Une mauvaise nouvelle pour la majorité présidentielle. La contestation de la réforme des retraites qui s’ancre dans le pays depuis bientôt 3 mois semble marquer le retour de l’anti-macronisme dans la rue.

Un symbole de la montée des tensions ? Alors que jeudi a été marqué par une nouvelle journée de mobilisation contre la réforme des retraites, les slogans ciblant directement Emmanuel Macron se sont multipliés. Des lycéens dans la manifestation parisienne portaient par exemple une pancarte qui illustre un slogan très entendu ces derniers jours dans les mobilisations spontanées le soir: « Louis XVI, on l’a décapité, Macron on peut recommencer ».
Au milieu d’une foule très dense, plusieurs pancartes affichent également la couleur: celle d’une profonde détestation du président. Alexandre, 32 ans et professeur des écoles en banlieue parisienne tient haut sur un carton « Macron le sadique ». Même ambiance pour Michaela qui écrit “on vivra tous mieux quand Macron sera mort – et nos retraites aussi”.
Le 49.3 qui embrase l’atmosphère
Les premières mobilisations contre la réforme tournaient pourtant plutôt autour de slogans visant Olivier Dussopt, le ministre du Travail ou encore Élisabeth Borne avec une phrase qui avait fleuri sur bon nombre de banderoles : « Borne out ».
Mais, depuis le 49.3 et une motion de censure rejetée de peu, on retrouve comme lors des gilets jaunes des mannequins brûlés à l’effigie d’Emmanuel Macron à Paris ou encore la tête du président brandie au bout d’un manche en bois à Châteauroux. De quoi y voir un tournant de la mobilisation plus de 2 mois après les premières journées de grève?

▸ **Données fournies**
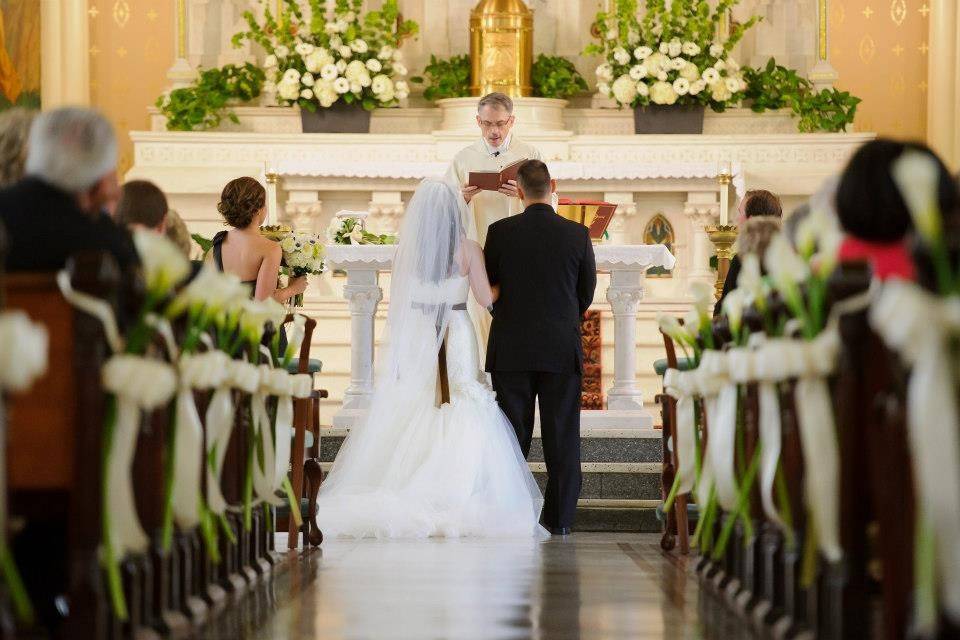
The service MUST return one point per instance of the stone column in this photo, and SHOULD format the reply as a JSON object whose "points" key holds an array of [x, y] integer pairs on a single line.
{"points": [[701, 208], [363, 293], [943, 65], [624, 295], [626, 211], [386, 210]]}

* * *

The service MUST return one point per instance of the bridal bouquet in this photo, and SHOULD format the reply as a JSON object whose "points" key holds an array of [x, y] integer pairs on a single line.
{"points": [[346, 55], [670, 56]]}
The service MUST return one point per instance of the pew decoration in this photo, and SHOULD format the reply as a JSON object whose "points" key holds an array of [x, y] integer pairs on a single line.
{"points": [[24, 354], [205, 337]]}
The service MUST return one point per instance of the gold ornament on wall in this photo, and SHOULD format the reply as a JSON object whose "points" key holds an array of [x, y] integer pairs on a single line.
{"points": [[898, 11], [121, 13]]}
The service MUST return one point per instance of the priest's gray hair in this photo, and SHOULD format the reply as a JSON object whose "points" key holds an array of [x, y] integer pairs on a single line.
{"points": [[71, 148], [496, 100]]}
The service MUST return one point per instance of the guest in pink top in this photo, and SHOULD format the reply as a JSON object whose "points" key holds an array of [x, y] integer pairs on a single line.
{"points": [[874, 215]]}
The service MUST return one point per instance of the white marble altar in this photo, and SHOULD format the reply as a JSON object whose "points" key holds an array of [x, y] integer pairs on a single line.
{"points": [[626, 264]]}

▸ **Consigne 1**
Recopiez le passage du texte fourni qui va de « Mais, depuis le » jusqu'à « journées de grève? », en remplaçant « manche en bois » par « bâton ».
▸ **Consigne 2**
D'après le texte fourni, quel métier exerce Alexandre ?
▸ **Consigne 3**
Dites si chacune des affirmations suivantes est conforme au texte fourni. Répondez par oui ou par non, en citant les mots du texte qui le prouvent.
(a) Alexandre a 32 ans.
(b) La motion de censure a été adoptée.
(c) Les premières mobilisations visaient surtout Emmanuel Macron.

▸ **Réponse 1**
Mais, depuis le 49.3 et une motion de censure rejetée de peu, on retrouve comme lors des gilets jaunes des mannequins brûlés à l’effigie d’Emmanuel Macron à Paris ou encore la tête du président brandie au bout d’un bâton à Châteauroux. De quoi y voir un tournant de la mobilisation plus de 2 mois après les premières journées de grève?

▸ **Réponse 2**
Il est professeur des écoles en banlieue parisienne.

▸ **Réponse 3**
(a) Oui : « Alexandre, 32 ans ».
(b) Non : « une motion de censure rejetée de peu ».
(c) Non : « tournaient pourtant plutôt autour de slogans visant Olivier Dussopt, le ministre du Travail ou encore Élisabeth Borne ».